— start of TEXT SHOWN —
Herbert L. Meschke, Acting C.J. Donald L. Jorgensen, D. J
William A. Neumann
Vernon R. Pederson, S.J.
Ralph J. Erickstad, S.J.
Donald L. Jorgensen, D.J.
Donald L. Jorgensen, D. J., Ralph J. Erickstad, S. J., and Vernon R. Pederson, S. J., sitting in place of VandeWalle, C. J., Levine, J., and Sandstrom, J., disqualified.
1 Interruptible customers are customers that have the ability to easily switch from natural gas to another energy source when economically advantageous to do so or when conditions require that their gas supplies be interrupted. As the court explained in Associated Gas Distributors v. F.E.R.C., 824 F.2d 981, 995 (D.C. Cir. 1987):
End users run the gamut both in size and in ability to use substitutes. At one end is the ordinary householder, who even in the intermediate run is limited to such expedients as installing better insulation, wearing more sweaters, or turning the thermostat down. At the other end of the spectrum are users that need only flick a switch to replace gas with oil.
— end of TEXT SHOWN —
*GIVEN PROBLEM A*: Rewrite the entries starting at the line containing "Where can the wooden" and ending at the line containing "<point>18,312</point>", with "chest of drawers" changed to "dresser" and nothing else altered.
— start of RAW RECORDS —
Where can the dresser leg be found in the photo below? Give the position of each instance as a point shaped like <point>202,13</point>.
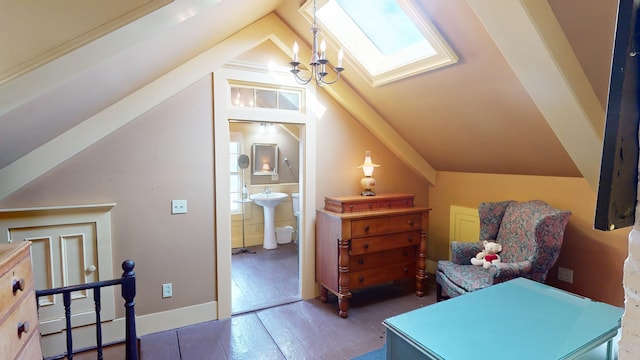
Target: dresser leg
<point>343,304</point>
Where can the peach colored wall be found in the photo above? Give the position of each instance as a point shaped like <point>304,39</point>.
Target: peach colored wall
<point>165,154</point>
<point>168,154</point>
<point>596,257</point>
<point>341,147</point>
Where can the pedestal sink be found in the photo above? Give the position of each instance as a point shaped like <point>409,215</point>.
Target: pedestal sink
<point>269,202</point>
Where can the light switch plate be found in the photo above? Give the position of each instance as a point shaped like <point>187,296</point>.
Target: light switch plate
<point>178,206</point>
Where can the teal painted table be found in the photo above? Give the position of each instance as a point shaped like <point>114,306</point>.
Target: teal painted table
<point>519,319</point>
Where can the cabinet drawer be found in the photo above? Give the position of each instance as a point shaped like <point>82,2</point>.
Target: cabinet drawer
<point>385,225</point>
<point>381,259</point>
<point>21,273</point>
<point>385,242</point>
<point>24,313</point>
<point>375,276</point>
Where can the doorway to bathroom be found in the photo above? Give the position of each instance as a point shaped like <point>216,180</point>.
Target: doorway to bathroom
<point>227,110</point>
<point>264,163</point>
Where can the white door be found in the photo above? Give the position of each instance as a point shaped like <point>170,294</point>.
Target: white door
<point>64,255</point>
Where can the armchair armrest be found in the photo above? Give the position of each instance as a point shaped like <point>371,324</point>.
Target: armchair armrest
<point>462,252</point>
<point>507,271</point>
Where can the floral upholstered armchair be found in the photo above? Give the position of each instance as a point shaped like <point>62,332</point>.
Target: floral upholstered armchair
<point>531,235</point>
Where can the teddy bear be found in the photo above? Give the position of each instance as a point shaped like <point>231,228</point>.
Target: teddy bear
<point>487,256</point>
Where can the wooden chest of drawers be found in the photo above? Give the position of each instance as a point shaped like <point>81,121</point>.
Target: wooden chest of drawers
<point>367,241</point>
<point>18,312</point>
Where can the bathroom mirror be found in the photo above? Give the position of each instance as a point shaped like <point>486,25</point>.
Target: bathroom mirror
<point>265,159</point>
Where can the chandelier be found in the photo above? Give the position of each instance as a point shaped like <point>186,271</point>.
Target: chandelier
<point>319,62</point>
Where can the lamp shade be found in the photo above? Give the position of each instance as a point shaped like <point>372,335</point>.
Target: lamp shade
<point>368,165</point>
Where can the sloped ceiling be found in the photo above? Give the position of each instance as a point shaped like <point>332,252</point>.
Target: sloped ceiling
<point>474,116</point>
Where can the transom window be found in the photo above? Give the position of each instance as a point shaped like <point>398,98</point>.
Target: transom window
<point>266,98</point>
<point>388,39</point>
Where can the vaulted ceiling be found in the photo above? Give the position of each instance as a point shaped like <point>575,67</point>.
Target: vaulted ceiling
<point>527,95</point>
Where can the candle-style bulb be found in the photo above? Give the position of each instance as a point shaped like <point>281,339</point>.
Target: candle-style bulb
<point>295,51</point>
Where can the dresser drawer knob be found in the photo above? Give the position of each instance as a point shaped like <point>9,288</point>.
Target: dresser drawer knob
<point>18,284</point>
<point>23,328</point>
— end of RAW RECORDS —
*GIVEN PROBLEM B*:
Answer these questions about the court text:
(i) Which three judges are named as disqualified?
(ii) What court decided Associated Gas Distributors v. F.E.R.C., and in what year?
(iii) According to the quoted passage, what do users at the other end of the spectrum need only do to replace gas with oil?

*TASK SOLUTION A*:
Where can the wooden dresser be found in the photo above? Give the position of each instance as a point shaped like <point>81,121</point>.
Target: wooden dresser
<point>367,241</point>
<point>18,312</point>

*TASK SOLUTION B*:
(i) VandeWalle, C. J., Levine, J., and Sandstrom, J.
(ii) The D.C. Circuit, in 1987.
(iii) Flick a switch.